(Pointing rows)
:::

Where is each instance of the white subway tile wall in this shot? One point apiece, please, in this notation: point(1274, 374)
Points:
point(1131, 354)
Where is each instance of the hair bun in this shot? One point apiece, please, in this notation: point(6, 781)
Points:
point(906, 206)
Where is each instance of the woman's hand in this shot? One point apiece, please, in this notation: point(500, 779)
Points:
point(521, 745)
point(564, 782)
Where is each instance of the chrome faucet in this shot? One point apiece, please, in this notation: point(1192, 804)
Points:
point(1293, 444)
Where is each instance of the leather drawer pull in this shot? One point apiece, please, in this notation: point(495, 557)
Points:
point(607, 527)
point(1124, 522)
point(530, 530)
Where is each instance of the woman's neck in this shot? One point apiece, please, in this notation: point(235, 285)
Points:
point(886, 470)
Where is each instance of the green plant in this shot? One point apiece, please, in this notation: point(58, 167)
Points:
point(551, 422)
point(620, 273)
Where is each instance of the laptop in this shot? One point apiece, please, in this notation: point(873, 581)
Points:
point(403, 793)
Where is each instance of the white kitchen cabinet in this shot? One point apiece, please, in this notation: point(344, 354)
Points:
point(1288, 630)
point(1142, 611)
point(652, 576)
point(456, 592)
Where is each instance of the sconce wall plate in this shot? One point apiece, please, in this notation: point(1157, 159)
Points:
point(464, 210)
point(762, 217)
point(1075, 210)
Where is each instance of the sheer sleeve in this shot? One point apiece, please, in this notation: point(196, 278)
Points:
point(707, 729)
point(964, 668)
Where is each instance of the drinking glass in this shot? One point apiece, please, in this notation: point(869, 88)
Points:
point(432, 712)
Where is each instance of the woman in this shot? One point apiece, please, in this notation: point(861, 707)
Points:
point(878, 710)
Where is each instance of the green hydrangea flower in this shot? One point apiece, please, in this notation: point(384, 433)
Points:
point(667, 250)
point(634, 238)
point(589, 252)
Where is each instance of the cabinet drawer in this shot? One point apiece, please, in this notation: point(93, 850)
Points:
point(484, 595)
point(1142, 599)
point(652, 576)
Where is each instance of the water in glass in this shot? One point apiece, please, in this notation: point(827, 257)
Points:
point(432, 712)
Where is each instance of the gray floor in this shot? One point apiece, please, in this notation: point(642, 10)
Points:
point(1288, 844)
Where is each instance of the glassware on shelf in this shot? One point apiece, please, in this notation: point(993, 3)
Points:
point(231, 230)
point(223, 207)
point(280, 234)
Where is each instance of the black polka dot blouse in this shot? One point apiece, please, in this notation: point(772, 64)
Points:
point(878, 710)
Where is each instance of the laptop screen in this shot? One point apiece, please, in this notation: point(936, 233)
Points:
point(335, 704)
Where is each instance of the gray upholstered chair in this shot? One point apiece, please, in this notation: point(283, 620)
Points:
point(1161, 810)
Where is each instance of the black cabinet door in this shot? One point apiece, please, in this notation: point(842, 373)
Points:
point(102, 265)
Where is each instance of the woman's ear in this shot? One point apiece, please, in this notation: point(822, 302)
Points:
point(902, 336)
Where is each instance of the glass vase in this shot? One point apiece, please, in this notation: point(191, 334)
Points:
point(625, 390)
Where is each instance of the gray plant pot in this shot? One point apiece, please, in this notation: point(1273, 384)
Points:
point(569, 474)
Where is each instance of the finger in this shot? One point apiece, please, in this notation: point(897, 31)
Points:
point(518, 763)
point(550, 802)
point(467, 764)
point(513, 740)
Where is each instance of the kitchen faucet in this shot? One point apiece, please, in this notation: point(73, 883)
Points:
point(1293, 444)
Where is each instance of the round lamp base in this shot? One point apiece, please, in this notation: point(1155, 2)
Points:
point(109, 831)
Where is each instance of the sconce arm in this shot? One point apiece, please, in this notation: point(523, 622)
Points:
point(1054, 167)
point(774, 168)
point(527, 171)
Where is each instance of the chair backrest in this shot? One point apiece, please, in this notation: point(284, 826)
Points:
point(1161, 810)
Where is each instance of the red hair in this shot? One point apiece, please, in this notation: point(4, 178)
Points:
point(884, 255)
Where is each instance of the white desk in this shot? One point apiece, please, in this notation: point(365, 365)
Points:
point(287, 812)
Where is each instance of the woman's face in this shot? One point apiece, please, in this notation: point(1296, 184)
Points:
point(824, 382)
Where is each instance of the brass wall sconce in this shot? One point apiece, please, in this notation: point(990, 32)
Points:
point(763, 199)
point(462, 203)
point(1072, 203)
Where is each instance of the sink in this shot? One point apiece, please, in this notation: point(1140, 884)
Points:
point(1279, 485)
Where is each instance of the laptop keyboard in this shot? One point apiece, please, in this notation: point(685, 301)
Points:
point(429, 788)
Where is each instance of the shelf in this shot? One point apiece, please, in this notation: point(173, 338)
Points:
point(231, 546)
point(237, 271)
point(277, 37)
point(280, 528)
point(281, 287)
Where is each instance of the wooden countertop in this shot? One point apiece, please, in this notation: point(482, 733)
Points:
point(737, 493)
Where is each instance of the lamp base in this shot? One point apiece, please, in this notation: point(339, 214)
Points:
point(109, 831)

:::

• [EXERCISE AIM] Please rescale the rows starting with the first line and going on through the line with "point(456, 592)", both ends included, keeping every line. Multiply each coordinate listed under a "Points:" line by 1.8 and round to whole numbers with halves going up, leaving all other numbers unchanged.

• [FULL OUTPUT]
Where is each instance of the white subway tile wall in this shot? One point apiece, please, in this notation: point(1274, 374)
Points:
point(2036, 637)
Where is each instance of the hair bun in this shot? One point apiece, please, in this notation: point(6, 781)
Points:
point(1631, 371)
Where is each instance of the woman's hand in this shot? One point apiece, please, in this notation: point(500, 779)
Points:
point(938, 1341)
point(1015, 1408)
Where is each instance of the chrome faucet in this shot? One point apiece, please, in this notation: point(1192, 804)
Points:
point(2327, 799)
Where is each instance of the leather drawer pull in this shot? One point apiece, please, in this notation: point(495, 557)
Points:
point(1093, 949)
point(2023, 940)
point(954, 954)
Where is each instance of the woman's neck in this shot? One point apiece, please, in this notation: point(235, 285)
Points:
point(1595, 846)
Where is each instance of the green plant in this shot? One point apiece, please, in this notation: point(58, 167)
Points:
point(992, 760)
point(1116, 491)
Where is each instance of the laptop in this shot? One point apiece, please, in this notation: point(873, 581)
Points:
point(725, 1427)
Where is each instance of the white kitchen cabinet in this shot? One point apiece, please, in this notation: point(344, 354)
Points:
point(2318, 1134)
point(2056, 1100)
point(1174, 1037)
point(821, 1066)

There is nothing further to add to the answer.